EXTRACTED TEXT =>
════
Looking more closely at these "awards", it appears that they're simply badges intended to give other editors a vague idea of how many edits one has performed, and how long one has edited Wikipedia.
I also notice that there appear to be no transclusions of the awards higher than SA-veteran/SA-tutnum, and that the sole holder of the awards at that level has both on his page but doesn't seem to be "entitled" to it, having started editing only eighteen months ago. There is one single holder of the next level down (grognardextraordinary) and no holders of the level beneath that and one holder of "Journeyman", the level beneath that. One editor sports an "Apprentice" badge and no editors sport the lowest level, "Novice/burba". This is really puzzling. Am I counting them correctly? There appear to be fewer instances of these "awards" being transcluded than there are awards! --Tony Sidaway 10:19, 18 May 2007 (UTC)
════
Stored data =>
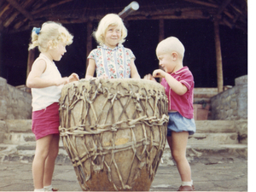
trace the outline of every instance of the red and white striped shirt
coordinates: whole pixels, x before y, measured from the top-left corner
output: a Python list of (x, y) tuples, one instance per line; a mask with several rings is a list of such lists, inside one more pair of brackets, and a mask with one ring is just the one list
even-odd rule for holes
[(188, 91), (183, 96), (175, 93), (166, 82), (162, 79), (161, 84), (165, 87), (166, 94), (168, 96), (168, 111), (177, 111), (182, 116), (193, 119), (193, 99), (194, 99), (194, 77), (188, 67), (183, 67), (180, 70), (169, 73), (176, 80), (179, 81), (188, 88)]

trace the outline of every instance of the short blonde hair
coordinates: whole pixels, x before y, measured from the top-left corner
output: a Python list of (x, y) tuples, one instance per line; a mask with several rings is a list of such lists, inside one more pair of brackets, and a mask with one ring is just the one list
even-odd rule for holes
[(45, 52), (49, 47), (56, 48), (60, 43), (69, 45), (73, 43), (73, 36), (60, 23), (47, 21), (42, 25), (39, 32), (32, 32), (32, 43), (28, 49), (38, 47), (40, 52)]
[(108, 14), (100, 21), (98, 28), (92, 34), (100, 45), (105, 44), (105, 33), (109, 26), (117, 26), (121, 31), (121, 40), (119, 44), (125, 41), (127, 36), (127, 29), (122, 19), (116, 14)]
[(162, 40), (156, 47), (156, 52), (172, 53), (175, 51), (181, 59), (183, 58), (185, 48), (177, 38), (170, 37)]

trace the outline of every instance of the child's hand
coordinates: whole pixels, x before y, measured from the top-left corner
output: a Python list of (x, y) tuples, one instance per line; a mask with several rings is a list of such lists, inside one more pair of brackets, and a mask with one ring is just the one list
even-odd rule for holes
[(165, 78), (166, 73), (161, 69), (156, 69), (153, 72), (154, 78)]
[(150, 73), (145, 75), (143, 79), (156, 81), (155, 79)]
[(98, 79), (108, 79), (108, 76), (106, 75), (106, 74), (103, 74), (103, 75), (102, 75), (101, 77), (99, 77)]
[(79, 80), (79, 77), (77, 73), (73, 73), (69, 77), (68, 77), (68, 83), (73, 82), (73, 81), (78, 81)]

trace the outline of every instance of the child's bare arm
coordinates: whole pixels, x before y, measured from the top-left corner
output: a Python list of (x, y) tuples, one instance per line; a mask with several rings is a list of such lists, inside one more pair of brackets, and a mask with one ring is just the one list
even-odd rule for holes
[(134, 59), (131, 60), (131, 77), (132, 79), (141, 79), (134, 63)]
[(95, 69), (96, 69), (95, 60), (89, 59), (89, 63), (88, 63), (88, 67), (87, 67), (87, 69), (86, 69), (86, 74), (85, 74), (85, 79), (90, 79), (93, 78)]
[(165, 78), (171, 89), (179, 96), (182, 96), (188, 91), (188, 88), (184, 84), (176, 80), (172, 75), (161, 69), (154, 70), (153, 72), (153, 77)]
[(146, 79), (146, 80), (153, 80), (153, 81), (155, 81), (155, 82), (156, 82), (155, 79), (154, 79), (150, 73), (146, 74), (146, 75), (144, 76), (143, 79)]
[(26, 79), (26, 86), (29, 88), (44, 88), (53, 85), (60, 85), (68, 82), (67, 78), (59, 79), (43, 79), (41, 75), (46, 69), (46, 62), (44, 60), (38, 60), (32, 67), (32, 70)]

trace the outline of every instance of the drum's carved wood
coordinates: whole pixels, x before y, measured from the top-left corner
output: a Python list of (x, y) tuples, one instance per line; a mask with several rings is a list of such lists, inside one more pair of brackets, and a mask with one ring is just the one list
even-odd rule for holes
[(60, 132), (83, 190), (149, 190), (166, 144), (158, 83), (82, 79), (64, 86)]

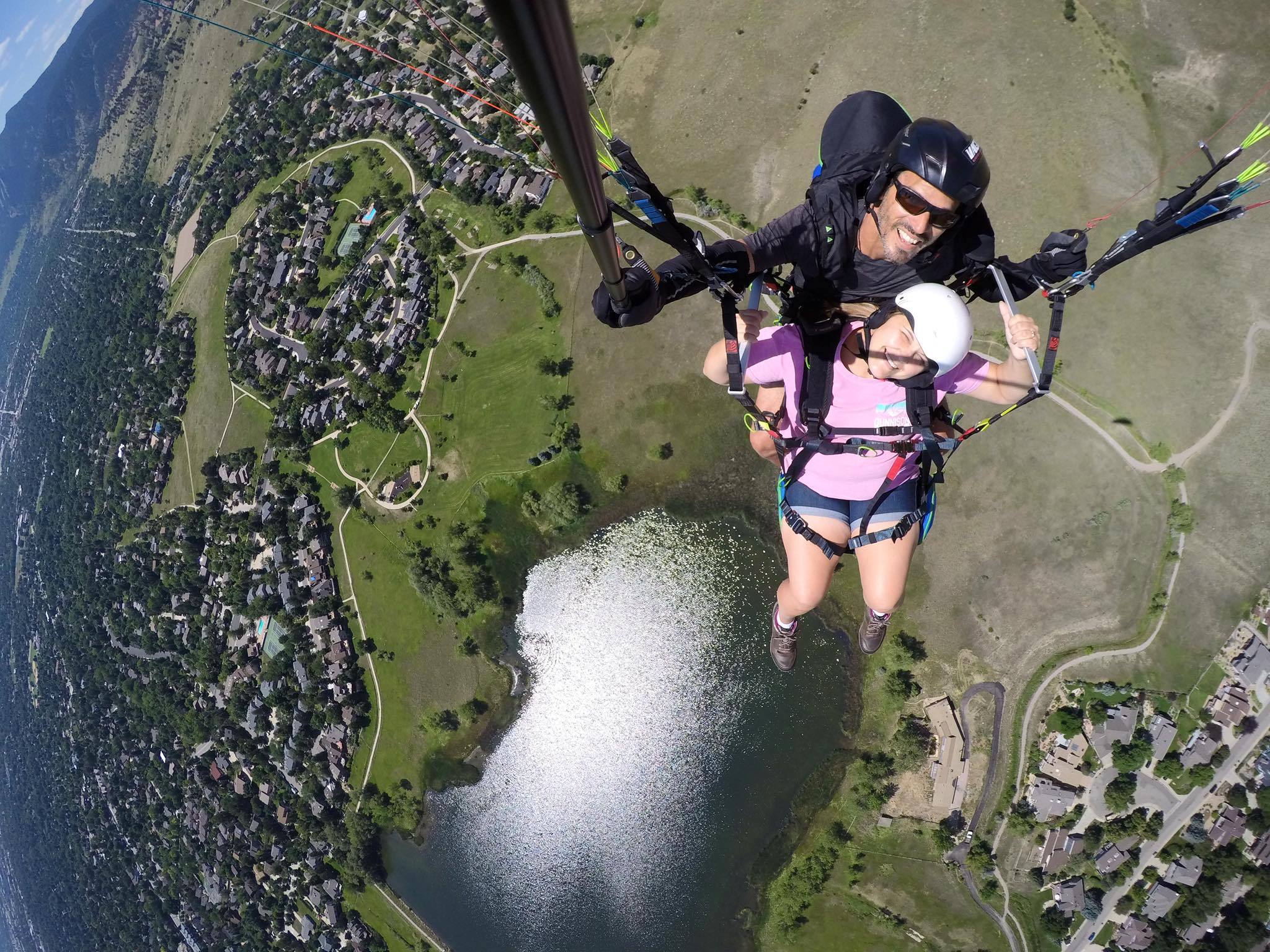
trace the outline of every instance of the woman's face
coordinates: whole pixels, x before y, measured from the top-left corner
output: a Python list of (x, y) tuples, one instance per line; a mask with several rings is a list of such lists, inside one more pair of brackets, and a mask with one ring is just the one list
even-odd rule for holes
[(926, 369), (913, 326), (903, 312), (895, 311), (869, 339), (869, 374), (875, 380), (909, 380)]

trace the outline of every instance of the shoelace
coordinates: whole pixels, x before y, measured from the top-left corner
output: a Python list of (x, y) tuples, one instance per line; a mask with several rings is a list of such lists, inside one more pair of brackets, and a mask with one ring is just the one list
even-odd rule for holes
[[(775, 621), (775, 619), (773, 619)], [(798, 646), (798, 622), (786, 628), (779, 621), (776, 622), (776, 650), (789, 651)]]

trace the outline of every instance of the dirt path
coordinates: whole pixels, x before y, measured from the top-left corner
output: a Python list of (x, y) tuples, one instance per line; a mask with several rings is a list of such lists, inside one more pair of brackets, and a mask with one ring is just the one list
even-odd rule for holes
[(173, 281), (177, 281), (180, 273), (185, 270), (185, 265), (194, 260), (194, 228), (198, 227), (198, 216), (202, 213), (203, 206), (199, 204), (184, 226), (182, 226), (180, 231), (177, 232), (177, 254), (171, 259)]

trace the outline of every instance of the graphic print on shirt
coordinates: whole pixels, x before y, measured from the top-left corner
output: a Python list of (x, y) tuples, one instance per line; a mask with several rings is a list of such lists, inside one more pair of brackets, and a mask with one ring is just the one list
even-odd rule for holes
[(908, 401), (899, 400), (894, 404), (878, 404), (874, 407), (874, 426), (907, 426)]

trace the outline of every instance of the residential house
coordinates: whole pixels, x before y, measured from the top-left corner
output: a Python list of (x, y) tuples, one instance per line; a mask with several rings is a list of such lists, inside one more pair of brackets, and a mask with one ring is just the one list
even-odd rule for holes
[(1050, 830), (1045, 836), (1045, 843), (1040, 848), (1039, 866), (1048, 876), (1058, 872), (1073, 856), (1085, 852), (1085, 836), (1071, 830)]
[(1123, 949), (1149, 948), (1151, 943), (1154, 941), (1154, 930), (1135, 915), (1130, 915), (1120, 923), (1120, 928), (1116, 929), (1115, 934), (1111, 937), (1111, 942)]
[(1223, 684), (1209, 701), (1208, 710), (1213, 712), (1213, 724), (1219, 724), (1233, 731), (1245, 717), (1252, 713), (1247, 688), (1233, 682)]
[(1213, 928), (1215, 925), (1217, 925), (1215, 915), (1210, 915), (1201, 923), (1194, 923), (1193, 925), (1187, 925), (1186, 929), (1182, 932), (1182, 943), (1186, 946), (1194, 946), (1196, 942), (1199, 942), (1210, 932), (1213, 932)]
[(1171, 862), (1161, 878), (1173, 886), (1194, 886), (1201, 872), (1204, 861), (1198, 856), (1189, 856)]
[(1055, 736), (1054, 745), (1040, 763), (1040, 772), (1068, 787), (1085, 790), (1090, 783), (1090, 776), (1081, 772), (1081, 764), (1085, 762), (1085, 751), (1090, 748), (1088, 741), (1083, 734), (1077, 734), (1074, 737), (1064, 737), (1062, 734)]
[(1212, 724), (1196, 727), (1182, 750), (1182, 767), (1189, 769), (1196, 764), (1206, 764), (1219, 746), (1222, 746), (1220, 727), (1214, 727)]
[(1157, 760), (1168, 753), (1177, 736), (1177, 725), (1162, 713), (1151, 718), (1151, 754)]
[(1099, 876), (1106, 876), (1124, 866), (1128, 858), (1129, 854), (1125, 850), (1115, 843), (1107, 843), (1093, 854), (1093, 868), (1099, 871)]
[(1038, 777), (1027, 793), (1031, 805), (1036, 807), (1036, 819), (1040, 823), (1048, 823), (1066, 814), (1076, 806), (1078, 796), (1078, 791), (1055, 783), (1049, 777)]
[(1115, 744), (1128, 744), (1133, 740), (1133, 729), (1138, 725), (1138, 708), (1133, 704), (1119, 704), (1107, 711), (1107, 718), (1093, 727), (1090, 743), (1100, 760), (1111, 757)]
[(1177, 901), (1179, 895), (1177, 890), (1171, 889), (1162, 882), (1157, 882), (1147, 894), (1147, 901), (1142, 906), (1142, 914), (1147, 916), (1148, 922), (1156, 922), (1156, 919), (1167, 915), (1168, 910), (1172, 909), (1173, 904)]
[(1068, 919), (1085, 909), (1085, 880), (1080, 877), (1053, 883), (1050, 894), (1054, 896), (1058, 911)]
[(1270, 649), (1260, 637), (1253, 635), (1243, 650), (1231, 663), (1243, 682), (1248, 685), (1260, 684), (1270, 674)]
[(1242, 839), (1247, 829), (1248, 817), (1243, 815), (1242, 810), (1236, 810), (1227, 803), (1213, 824), (1213, 829), (1208, 831), (1208, 838), (1213, 840), (1214, 847), (1224, 847), (1227, 843)]

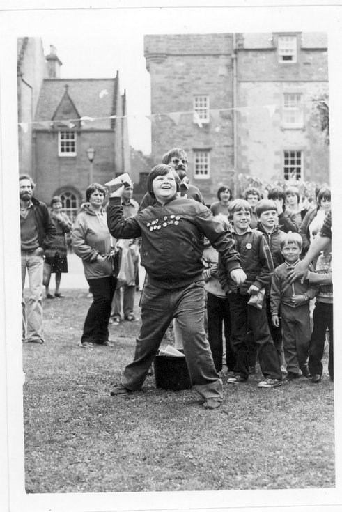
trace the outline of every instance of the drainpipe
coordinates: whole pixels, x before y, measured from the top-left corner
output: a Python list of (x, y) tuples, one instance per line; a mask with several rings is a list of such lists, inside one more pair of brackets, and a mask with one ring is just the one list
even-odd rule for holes
[(236, 52), (236, 34), (233, 34), (233, 165), (234, 169), (233, 188), (234, 197), (236, 197), (237, 189), (237, 173), (238, 173), (238, 133), (237, 133), (237, 112), (236, 112), (236, 96), (237, 96), (237, 52)]

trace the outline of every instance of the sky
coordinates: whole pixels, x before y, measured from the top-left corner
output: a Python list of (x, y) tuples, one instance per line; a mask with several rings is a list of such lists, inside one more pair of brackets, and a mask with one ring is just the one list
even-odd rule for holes
[(120, 92), (126, 91), (130, 144), (150, 153), (150, 74), (145, 67), (143, 35), (114, 33), (92, 37), (81, 31), (65, 38), (60, 33), (42, 38), (44, 54), (50, 45), (63, 63), (61, 78), (113, 78), (119, 73)]
[(118, 70), (121, 93), (127, 93), (130, 143), (150, 154), (150, 121), (146, 116), (150, 114), (150, 80), (143, 56), (144, 34), (327, 28), (320, 16), (308, 16), (310, 10), (305, 8), (302, 15), (294, 16), (283, 8), (208, 8), (199, 6), (200, 0), (197, 3), (198, 7), (186, 8), (96, 9), (95, 2), (94, 8), (55, 9), (38, 16), (28, 11), (20, 36), (41, 37), (45, 54), (50, 45), (56, 47), (63, 62), (61, 78), (112, 78)]

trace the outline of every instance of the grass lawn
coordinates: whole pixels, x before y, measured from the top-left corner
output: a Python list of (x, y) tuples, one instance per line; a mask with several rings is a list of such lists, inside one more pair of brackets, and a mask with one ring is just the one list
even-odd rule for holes
[(334, 487), (326, 370), (320, 385), (301, 378), (273, 389), (256, 387), (260, 373), (239, 387), (224, 378), (215, 410), (189, 390), (156, 389), (153, 376), (142, 391), (111, 397), (139, 322), (111, 325), (114, 347), (81, 348), (91, 299), (63, 295), (44, 301), (45, 344), (23, 346), (27, 492)]

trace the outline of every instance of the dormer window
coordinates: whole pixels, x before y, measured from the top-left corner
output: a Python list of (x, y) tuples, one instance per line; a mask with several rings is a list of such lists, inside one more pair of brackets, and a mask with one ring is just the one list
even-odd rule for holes
[(278, 61), (297, 62), (296, 36), (279, 36), (278, 37)]
[(194, 96), (194, 112), (196, 116), (194, 122), (209, 123), (209, 96), (206, 94), (196, 94)]
[(59, 156), (76, 156), (76, 132), (71, 130), (59, 132)]

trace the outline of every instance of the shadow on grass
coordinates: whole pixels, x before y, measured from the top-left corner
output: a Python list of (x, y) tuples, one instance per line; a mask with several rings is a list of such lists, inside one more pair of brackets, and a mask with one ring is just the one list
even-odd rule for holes
[(81, 348), (91, 300), (65, 295), (44, 302), (45, 344), (23, 346), (27, 492), (334, 486), (326, 373), (318, 385), (302, 378), (274, 389), (257, 388), (260, 369), (240, 386), (224, 378), (224, 402), (213, 411), (191, 390), (156, 389), (153, 375), (141, 391), (112, 397), (140, 323), (110, 325), (113, 347)]

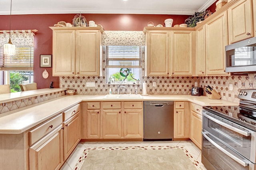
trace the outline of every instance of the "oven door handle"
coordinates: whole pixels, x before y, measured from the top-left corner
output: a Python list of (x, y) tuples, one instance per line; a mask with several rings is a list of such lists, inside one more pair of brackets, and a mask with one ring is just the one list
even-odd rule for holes
[(212, 144), (213, 144), (214, 146), (215, 146), (216, 147), (219, 149), (222, 152), (224, 153), (228, 156), (229, 156), (230, 158), (233, 159), (235, 161), (241, 164), (244, 167), (246, 167), (249, 166), (249, 164), (248, 163), (247, 163), (245, 162), (244, 161), (243, 161), (242, 160), (241, 160), (239, 158), (232, 155), (232, 154), (231, 154), (231, 153), (230, 153), (230, 152), (228, 152), (226, 150), (224, 149), (223, 148), (222, 148), (221, 146), (220, 146), (220, 145), (218, 144), (215, 142), (214, 142), (214, 141), (212, 140), (212, 139), (210, 139), (210, 138), (208, 137), (208, 136), (207, 136), (207, 135), (206, 135), (206, 134), (207, 134), (207, 132), (202, 132), (202, 134), (203, 134), (203, 136), (204, 136), (204, 137), (207, 140), (208, 140), (209, 142), (210, 142)]
[(245, 130), (242, 130), (240, 128), (238, 128), (237, 127), (235, 127), (232, 126), (228, 124), (224, 123), (224, 122), (222, 122), (221, 121), (219, 121), (218, 119), (216, 119), (215, 118), (214, 118), (211, 116), (209, 116), (208, 115), (206, 114), (204, 114), (204, 116), (206, 117), (207, 118), (213, 121), (216, 123), (218, 123), (218, 124), (220, 125), (221, 126), (222, 126), (228, 129), (229, 129), (232, 130), (238, 133), (239, 133), (241, 134), (242, 134), (243, 135), (245, 136), (251, 136), (252, 135), (252, 133), (248, 131), (246, 131)]

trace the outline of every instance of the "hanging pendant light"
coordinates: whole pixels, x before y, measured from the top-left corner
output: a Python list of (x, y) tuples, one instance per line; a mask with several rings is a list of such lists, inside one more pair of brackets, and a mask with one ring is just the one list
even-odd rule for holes
[(12, 44), (11, 41), (11, 17), (12, 17), (12, 0), (11, 0), (11, 10), (10, 14), (10, 32), (9, 42), (4, 44), (4, 54), (6, 55), (15, 55), (15, 45)]

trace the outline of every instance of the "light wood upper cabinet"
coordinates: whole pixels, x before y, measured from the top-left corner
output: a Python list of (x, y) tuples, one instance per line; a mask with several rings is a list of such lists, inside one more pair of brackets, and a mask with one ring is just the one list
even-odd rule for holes
[(55, 30), (52, 34), (52, 75), (75, 75), (75, 30)]
[(100, 75), (101, 33), (98, 30), (76, 32), (76, 72), (77, 75)]
[(233, 43), (254, 36), (251, 0), (242, 0), (228, 10), (228, 42)]
[(205, 26), (198, 28), (196, 32), (196, 55), (193, 61), (194, 71), (196, 76), (206, 74), (205, 61)]
[(169, 75), (169, 32), (151, 30), (146, 33), (146, 76)]
[(101, 27), (50, 27), (53, 76), (102, 75)]
[(192, 75), (194, 32), (172, 31), (172, 75)]
[(228, 45), (227, 14), (225, 11), (205, 25), (206, 75), (225, 75), (225, 46)]

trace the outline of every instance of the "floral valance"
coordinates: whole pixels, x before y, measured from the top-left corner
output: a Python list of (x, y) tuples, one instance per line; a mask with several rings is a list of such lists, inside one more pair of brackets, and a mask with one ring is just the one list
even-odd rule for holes
[(103, 45), (145, 45), (145, 34), (142, 31), (104, 31)]
[[(12, 43), (17, 47), (34, 47), (34, 34), (31, 30), (11, 30)], [(3, 31), (0, 34), (0, 47), (8, 43), (9, 37), (9, 31)]]

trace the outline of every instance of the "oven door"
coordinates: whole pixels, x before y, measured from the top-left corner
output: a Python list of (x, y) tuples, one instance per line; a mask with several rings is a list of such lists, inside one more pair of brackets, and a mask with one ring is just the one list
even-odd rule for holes
[[(250, 161), (245, 158), (227, 147), (208, 132), (204, 131), (202, 134), (202, 154), (216, 169), (249, 169)], [(206, 165), (203, 160), (202, 159), (202, 163)]]
[(203, 111), (203, 128), (204, 131), (208, 132), (231, 149), (253, 163), (256, 163), (254, 162), (255, 160), (254, 132), (206, 110)]

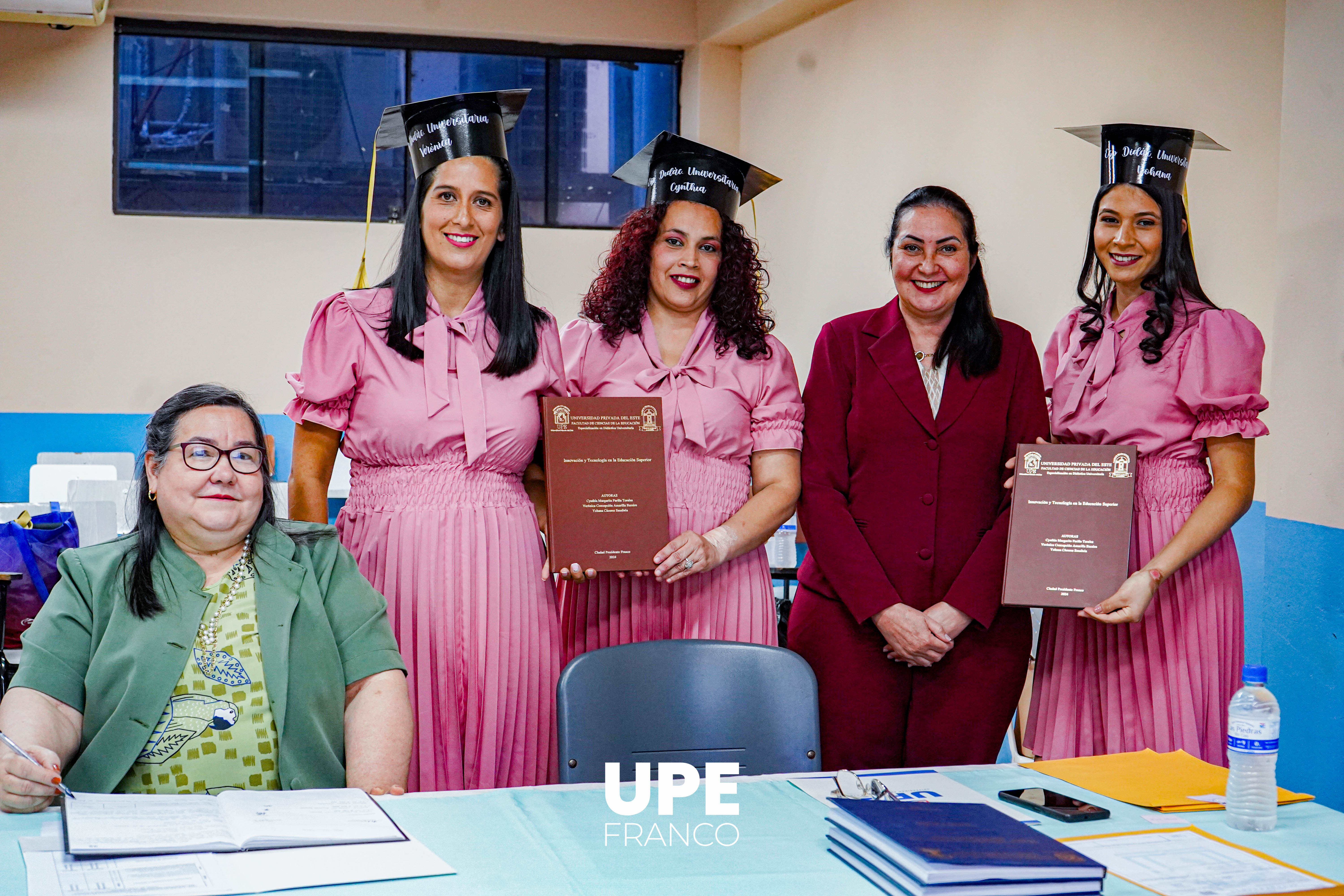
════
EXERCISE INSTRUCTIONS =>
[1] Reproduce the passage of the comment on Wikipedia editing awards from "I also notice" up to and including "May 2007 (UTC)".
[2] Pick up the comment on Wikipedia editing awards after its final line and keep writing it.

SOLVED TASKS =>
[1]
I also notice that there appear to be no transclusions of the awards higher than SA-veteran/SA-tutnum, and that the sole holder of the awards at that level has both on his page but doesn't seem to be "entitled" to it, having started editing only eighteen months ago. There is one single holder of the next level down (grognardextraordinary) and no holders of the level beneath that and one holder of "Journeyman", the level beneath that. One editor sports an "Apprentice" badge and no editors sport the lowest level, "Novice/burba". This is really puzzling. Am I counting them correctly? There appear to be fewer instances of these "awards" being transcluded than there are awards! --Tony Sidaway 10:19, 18 May 2007 (UTC)

[2]
Note that the directions say that subst should be used, so transclusions will not show up in many cases. A search would need to be performed to see how many people use these. DES (talk) 15:39, 18 May 2007 (UTC)
Or one can check the usage of each image, as AFAIK they are only used for this purpose. Image:Wikipedia book.jpg, for instance, is used by ~10 users. Λυδαcιτγ 19:21, 18 May 2007 (UTC)
Right. For "Experienced and Established Editor (or Grognard Extraordinary)" there are ~50 users, of one version of it or another. — SMcCandlish [talk] [cont] ‹(-¿-)› 01:13, 24 May 2007 (UTC)

What the heck is this?

Resolved
 – Issues are already addressed by available options, or cannot be addressed here.

Just wondering... Not opposing/supporting. Is this like scouting service stars? In scouting you'd earn a serivce star for being a member. Doesn't matter if you are hyper or inactive. -- Cat chi? 00:04, 23 May 2007 (UTC)

I guess it's not like scouting service stars then, because you have to have a certain number of edits as well as time in harness. Herostratus 00:27, 24 May 2007 (UTC)
I dislike awarding myself things. So I wouldn't oppose being awarded these... I am also a bit concerned about the ribbons. I'd prefer to have Image:Barnstar rib.png sized awards.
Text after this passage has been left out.